» **Work instructions**:
(A) In the essay on Type 1 and Type 2 workers, what does the author say success on Type 1 work brings?
(B) Carry on the essay about Type 1 and Type 2 workers, picking up right after its last sentence.
### Passage to read
How much control do we really have on our actions after all? In today’s competitive educational world, we often see scholars with great ideas who may lack abilities in selling their ideas. Mainly because the process of selling the ideas involves a different set of repetitive actions. Usually driven by a different type of motivation in comparison to the motivation to generate a complex idea.

Why we need to diversify as Type 1 and Type 2 worker

You need to mix up your working style to be both a Type 1 and Type 2 worker. In other words, be prepared to work to create something great as a Type 2 worker or just punch in the hours for a paycheck as a Type 1.

My honest belief is that, you build up on confidence while being a Type 1 as you work on easier tasks. Success on Type 1 work also brings in vast learning that will enable you to be a better Type 2.

My approach is to alternate between the two. This helps me become a better Type 2.

Indian demonetization was probably planned by some one with lesser Type 1 experience. The simple common sense that comes from numerous observations seemed to be lacking.
######
### Information given
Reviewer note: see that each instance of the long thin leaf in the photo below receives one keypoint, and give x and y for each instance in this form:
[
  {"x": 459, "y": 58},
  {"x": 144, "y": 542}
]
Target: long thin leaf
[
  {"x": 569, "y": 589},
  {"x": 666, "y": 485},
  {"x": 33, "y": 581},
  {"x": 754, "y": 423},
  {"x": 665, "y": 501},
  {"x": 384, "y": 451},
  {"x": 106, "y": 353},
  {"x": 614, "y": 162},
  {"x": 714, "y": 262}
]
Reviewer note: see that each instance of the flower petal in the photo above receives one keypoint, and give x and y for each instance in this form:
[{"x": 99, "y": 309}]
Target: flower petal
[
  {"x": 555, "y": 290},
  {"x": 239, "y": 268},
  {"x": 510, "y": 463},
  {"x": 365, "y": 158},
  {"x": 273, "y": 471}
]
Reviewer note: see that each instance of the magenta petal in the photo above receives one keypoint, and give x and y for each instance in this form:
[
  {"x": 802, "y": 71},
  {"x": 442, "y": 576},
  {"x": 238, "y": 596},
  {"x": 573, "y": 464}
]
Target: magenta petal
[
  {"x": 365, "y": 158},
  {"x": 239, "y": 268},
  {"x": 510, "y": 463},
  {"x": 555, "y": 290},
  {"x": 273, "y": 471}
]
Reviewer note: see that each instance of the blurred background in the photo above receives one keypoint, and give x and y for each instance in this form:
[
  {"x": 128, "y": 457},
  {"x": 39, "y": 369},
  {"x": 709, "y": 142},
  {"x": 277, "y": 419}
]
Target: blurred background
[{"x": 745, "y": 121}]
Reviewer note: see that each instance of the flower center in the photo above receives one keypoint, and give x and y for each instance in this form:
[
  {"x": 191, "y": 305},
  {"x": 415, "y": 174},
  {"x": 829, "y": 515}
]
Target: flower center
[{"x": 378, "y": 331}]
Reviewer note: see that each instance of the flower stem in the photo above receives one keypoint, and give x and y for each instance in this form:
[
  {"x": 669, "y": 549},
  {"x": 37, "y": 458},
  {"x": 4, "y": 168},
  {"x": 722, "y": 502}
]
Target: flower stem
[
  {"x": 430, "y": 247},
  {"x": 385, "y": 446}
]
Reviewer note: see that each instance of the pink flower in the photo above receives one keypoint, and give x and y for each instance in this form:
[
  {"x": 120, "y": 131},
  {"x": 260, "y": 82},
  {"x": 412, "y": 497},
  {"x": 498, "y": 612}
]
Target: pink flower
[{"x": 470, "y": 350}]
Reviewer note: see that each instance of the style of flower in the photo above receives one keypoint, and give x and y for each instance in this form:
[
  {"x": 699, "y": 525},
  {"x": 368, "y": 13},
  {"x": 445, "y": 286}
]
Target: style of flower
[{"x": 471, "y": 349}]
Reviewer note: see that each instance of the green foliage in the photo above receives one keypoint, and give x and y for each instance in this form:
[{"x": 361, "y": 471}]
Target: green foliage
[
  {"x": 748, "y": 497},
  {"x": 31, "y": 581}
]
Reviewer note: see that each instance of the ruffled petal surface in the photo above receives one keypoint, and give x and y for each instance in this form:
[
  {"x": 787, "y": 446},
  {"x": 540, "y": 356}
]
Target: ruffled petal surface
######
» **Answer set**:
(A) Vast learning that enables you to be a better Type 2.

(B)
That is why very often you may see the absent-minded genius, who has successfully minimized normal human interactions. As a Type 2, he is exploring something new. To save time and pursue a different goal within his lab as he is not expected to bring in regular quick results.

The Scientist knows that when he succeeds, he can bask in his 15 minutes of fame. This time away from people will affect his ability to engage efficiently in human interactions not because he is an idiot, but just because he is interacting with lesser data from past human interactions.

That is why the old man in the tram behaves like a complete gentleman, standing up to accommodate an old lady, both the senior citizens simulating the most popular human interaction of their time in elegance. Unmoved by the smart phone era and its distractions in public travel. No freelance deadline or missed paychecks to worry. They lived a more risk averse life.

Now let us dig deeper into this to see how our past actions can help in successfully implementing a new action.

Developing executive skills working abroad

Example: Moving into a new city in developed Europe as a migrant from a developing country.

Having spent the first 23 years of my life in India, I was very much influenced by the societal norms of an upper middle class Indian youth in the early 2000s. School was strict, and video games were a luxury. Deep down, a lot of kids of my age knew that they better do good in school if they wanted to escape to a better life.

So we went to school, to extra classes in unregulated environments often trusting self certified experts to help us get in the university of our dreams. The rate race I was part of, was very unnecessary and all it did was producing confused individuals lacking clarity on the future.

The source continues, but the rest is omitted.